▶ Selection:
-*-*-

Ray Ryan

From BR Bullpen


Raymond Joseph Ryan Sr.

  • Bats Left, Throws Right

BR Minors page

Biographical Information[edit]

One of 14 children of Denis Joseph Ryan and Mary Frances "Molly" Root, Catcher Ray Ryan (Raymond Joseph "Ray" Ryan Sr.) was born on February 18, 1883 in St. Martin OH. He married Cora Emaline Dapore on June 14, 1911, in Versailles, OH and they had eight children, only four of whom lived to adulthood. He attended school in Cincinnati, OH and graduated from Hayden (IN) High School.

In a baseball career that spanned nearly 60 years (1901-1956), Ryan was a significant minor league player, manager and owner. Ryan was inducted into the Salem Roanoke, Virginia Baseball Hall of Fame on January 30, 2014.

His baseball career began in 1901, while employed by the William S. Merrill Chemical Company in Cincinnati, OH. He played baseball during the summer for eight years for: Newark and Ashland, OH (1901-02); Greensburg, IN and Sydney, OH (1903-04); Welch, WV (1905); Greensboro, NC, Wheeling, WV, Lima, OH and Auburn, IN. He made his debut with an official minor league club with the 1906 Lancaster Lanks, hitting .197 and fielded .980 in 36 games. He threw right-handed and batted left-handed.

He spent 1907 and 1908 with the Danville Red Sox, hitting .240 the first year and .242 the next. In 1909, he played with the Roanoke Tigers, batting .213 and slugging .253 for the Virginia League pennant winners. Following the 1909 season, he was signed by the Chicago White Sox of the American League and went to spring training - one of the first held in the major leagues, in Los Angeles, CA in 1910 - the first year the team played at Comiskey Park. After 16 major league games and not having appeared in any, he was traded to the minor league Birmingham Barons, hitting .208 over the remainder of the campaign. His son Joe Ryan Sr. considered 1909 as his father's best year and 1910 as his worst year as a player.

Ryan remained in minor league baseball the rest of his life as a player-manager, manager, general manager, owner and league president. His career continued in: Youngstown, OH, Meridian, MS and Charlotte, NC (1911). He was a manager-catcher for the Chillicothe Infants of the Ohio State League, hitting .219 and slugging .271 in 38 games. He batted .183 and slugged .244 for the Springfield Reapers and South Bend Benders in 28 contests for the rest of 1912.

He managed for the 1913 Wheeling Stogies of the Interstate League until the league disbanded and then moved to the Norfolk Tars of the Virginia League (.326 in 19 games for Norfolk). He played for the 1914 Richmond Colts, hitting .216 and slugging .256 in 64 games and managed them into second place. He then moved to the Rocky Mount Carolinians in 1915 and piloted them to the Virginia League title his first year at the reigns. He hit .198 in 50 games, then fell to .150 in 49 games in 1916, his last as a regular player.

From 1918-1920, Ray was a Chrysler automobile dealer in Welch, WV. Then he became part-owner and manager of the Richmond Colts team of the Virginia League in 1921. He was a catcher for the Syracuse Stars (10 games) and also served as a scout for the Cleveland Indians team in 1922.

-*-*-

▶ Dataset entries:
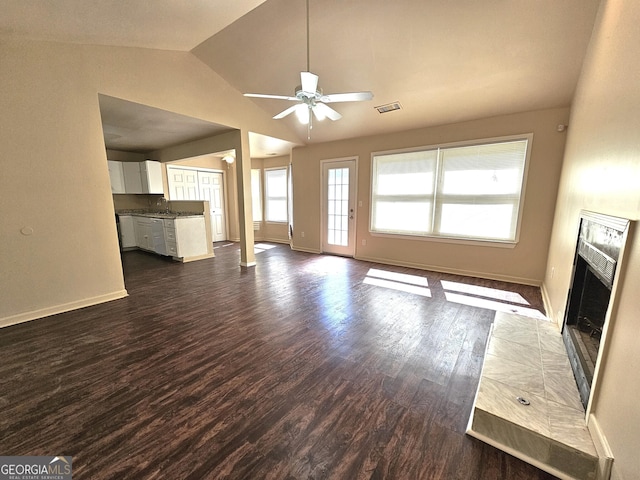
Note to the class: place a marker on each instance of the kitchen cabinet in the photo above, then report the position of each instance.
(127, 232)
(132, 177)
(116, 175)
(183, 238)
(136, 177)
(191, 237)
(157, 235)
(151, 175)
(144, 235)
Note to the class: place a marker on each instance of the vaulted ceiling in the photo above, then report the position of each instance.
(444, 61)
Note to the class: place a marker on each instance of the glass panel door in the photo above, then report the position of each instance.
(339, 207)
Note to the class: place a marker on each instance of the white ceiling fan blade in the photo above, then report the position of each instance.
(264, 95)
(347, 97)
(322, 111)
(286, 112)
(309, 82)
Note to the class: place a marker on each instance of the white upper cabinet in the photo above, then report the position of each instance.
(151, 173)
(116, 176)
(132, 177)
(136, 177)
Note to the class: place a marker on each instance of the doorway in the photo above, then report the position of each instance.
(200, 184)
(338, 206)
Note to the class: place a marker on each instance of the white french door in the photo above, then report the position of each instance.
(338, 207)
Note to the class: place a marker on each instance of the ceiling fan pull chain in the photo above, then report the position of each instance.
(308, 70)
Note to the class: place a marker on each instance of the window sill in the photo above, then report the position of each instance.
(452, 240)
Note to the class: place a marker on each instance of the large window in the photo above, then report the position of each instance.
(275, 181)
(467, 191)
(256, 195)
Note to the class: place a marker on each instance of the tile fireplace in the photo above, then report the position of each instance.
(599, 248)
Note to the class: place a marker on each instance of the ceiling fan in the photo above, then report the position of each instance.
(311, 99)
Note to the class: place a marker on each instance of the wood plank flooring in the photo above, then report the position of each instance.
(293, 369)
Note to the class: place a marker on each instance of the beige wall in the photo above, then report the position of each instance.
(525, 263)
(60, 246)
(601, 173)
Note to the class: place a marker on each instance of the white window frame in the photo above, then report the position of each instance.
(267, 197)
(434, 236)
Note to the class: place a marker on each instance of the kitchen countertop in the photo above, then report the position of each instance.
(139, 213)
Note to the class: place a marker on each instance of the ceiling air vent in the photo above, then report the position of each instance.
(389, 107)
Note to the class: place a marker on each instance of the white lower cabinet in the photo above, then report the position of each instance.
(191, 237)
(157, 234)
(144, 237)
(180, 238)
(127, 232)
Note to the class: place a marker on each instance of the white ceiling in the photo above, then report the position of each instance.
(162, 24)
(444, 61)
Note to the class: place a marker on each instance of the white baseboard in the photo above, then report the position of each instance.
(548, 308)
(602, 447)
(65, 307)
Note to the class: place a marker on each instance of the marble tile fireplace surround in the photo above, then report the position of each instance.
(533, 398)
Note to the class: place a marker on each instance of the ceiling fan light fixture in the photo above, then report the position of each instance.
(302, 112)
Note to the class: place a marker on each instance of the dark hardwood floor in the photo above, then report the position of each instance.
(294, 369)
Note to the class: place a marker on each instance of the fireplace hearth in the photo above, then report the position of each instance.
(600, 243)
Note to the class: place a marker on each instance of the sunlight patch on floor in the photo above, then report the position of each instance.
(493, 305)
(261, 247)
(398, 281)
(494, 293)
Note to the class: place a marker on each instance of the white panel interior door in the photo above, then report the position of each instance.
(211, 189)
(183, 184)
(339, 193)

-*-*-

▶ Required work:
- a) Please write out the part of the Ray Ryan biography starting at "From BR Bullpen" and ending at "(IN) High School.".
- b) Pick up the Ray Ryan biography after its last sentence and carry it on.
The listing has no connection to the Ray Ryan biography.

▶ Responses to the tasks:
- a)
From BR Bullpen


Raymond Joseph Ryan Sr.

  • Bats Left, Throws Right

BR Minors page

Biographical Information[edit]

One of 14 children of Denis Joseph Ryan and Mary Frances "Molly" Root, Catcher Ray Ryan (Raymond Joseph "Ray" Ryan Sr.) was born on February 18, 1883 in St. Martin OH. He married Cora Emaline Dapore on June 14, 1911, in Versailles, OH and they had eight children, only four of whom lived to adulthood. He attended school in Cincinnati, OH and graduated from Hayden (IN) High School.

- b)
He resumed his automobile dealership business at Oak Hill, WV (1923) and operated a gas station and a local commuter busline as well. He was a member of the Oak Hill Chamber of Commerce and owned a farm in Clermont County, OH. His baseball career resumed for two years at Scarboro, WV (1923-25), where he was manager for the Oak Hill team (1926-30). He was general manager at Erie, PA (1931-33). He was owner-manager of the Jeannette Reds of the Pennsylvania State Association (1934); Allentown Brooks of the New York-Penn League (1935); and McKeesport Tubers of the Pennsylvania State Association (1936).

In 1937, Ryan organized both the Mountain State League and Appalachian League and served as president of both leagues in 1938. In 1939, he organized the Virginia League and served as president of three leagues simultaneously for two years. He continued as president of the Mountain State and Virginia Leagues until 1941. He played for the Logan Indians of the Mountain State League (1942).

From 1942 through 1946, Ryan went back to farming during World War II and constructed powder plants with his sons in Baraboo, WI.

At the end of World War II in 1947, Ryan resumed his baseball career as a scout for his son Joe with the Miami Beach Flamingos. Then he was business manager, manager, general manager, or owner-manager for: the Palatka Azaleas of the Florida State League (1948); Lakeland, FL (1948-49); Estherville, FL? (1950); Tallahassee Citizens (1951, made it to league championship); Fort Lauderdale, FL and Key West, FL (1952); Tallahassee, FL (1953) and Greenville, SC (1954). He worked all the next year with his son Joe to promote the Miami Marlins to a AAA team in the International League (1955). Ryan ended his career with the Marlins as a scout for his son Joe, who was promoted to team general manager (1956).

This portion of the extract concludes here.